*Work instruction*.
Summarize the text on sassafras in two sentences.

Sassafras and Distilled Sassafras Oil: Skin Diseases and Natural Plant Remedies

Sassafras tea and distilled sassafras oil

Location: The sassafras plant can be found in the Eastern United States, Canada to Florida and Mexico.

Description: The Sassafras plant is a member of the laurel family which grows to approximately 10 metres in height.

Leaves and bark: The plant has a characteristic reddish bark and carries three different shapes of leaves. These leaves are thick, smooth on the upper side and hairy on the underside. One is three-lobed, another oval in shape and the other shaped like a mitten. Leaves have a root beer-like smell when torn or crushed.

Roots: The roots of the plant large and woody, reddish or grey brown and are very fragrant. It is said to have an aromatic and astringent type of flavor.

Flowers: It is a flowering plant. In spring the plant produces and tiny yellow five-petal flower.

Fruit: The flowers develop into a blue-black/reddish, oval-shaped half inch fruit containing one seed.

Usable parts of the plant: Bark, leaves and stems.

Curative properties

Sassafras is known to have medicinal properties which are useful in the

following manner:

  • Sedative: a boiled liquid of the roots used for bothersome skin diseases such as psoriasis
  • Stimulant: a boiled liquid of the roots used for stimulating the thyroid gland
  • Diuretic: a boiled liquid of the roots used for rheumatism

Uses and Preparations


How to make Sassafras Tea and more.

*Data*.

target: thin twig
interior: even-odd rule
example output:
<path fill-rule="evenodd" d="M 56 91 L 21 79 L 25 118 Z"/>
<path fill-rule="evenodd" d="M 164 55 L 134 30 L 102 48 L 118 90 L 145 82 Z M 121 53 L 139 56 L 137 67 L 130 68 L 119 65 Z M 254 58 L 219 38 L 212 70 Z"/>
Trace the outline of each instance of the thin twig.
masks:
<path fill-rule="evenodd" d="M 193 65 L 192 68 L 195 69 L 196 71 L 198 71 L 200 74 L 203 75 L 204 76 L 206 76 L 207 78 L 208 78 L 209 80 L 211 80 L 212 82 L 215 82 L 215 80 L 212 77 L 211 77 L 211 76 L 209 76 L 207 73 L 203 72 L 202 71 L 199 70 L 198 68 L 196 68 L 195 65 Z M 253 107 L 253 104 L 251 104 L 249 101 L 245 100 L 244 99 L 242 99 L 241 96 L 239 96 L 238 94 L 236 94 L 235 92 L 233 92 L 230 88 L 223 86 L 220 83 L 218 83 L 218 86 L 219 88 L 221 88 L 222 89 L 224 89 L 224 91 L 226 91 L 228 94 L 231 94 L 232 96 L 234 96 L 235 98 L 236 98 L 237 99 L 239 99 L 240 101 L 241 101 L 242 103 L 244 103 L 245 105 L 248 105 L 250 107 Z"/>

*Result of the exercise*.
Sassafras is a member of the laurel family that grows to about 10 meters and is found in the Eastern United States, Canada to Florida and Mexico; it has reddish bark and three leaf shapes that smell like root beer when torn or crushed. A boiled liquid of its roots is used as a sedative for skin diseases such as psoriasis, as a stimulant for the thyroid gland, and as a diuretic for rheumatism.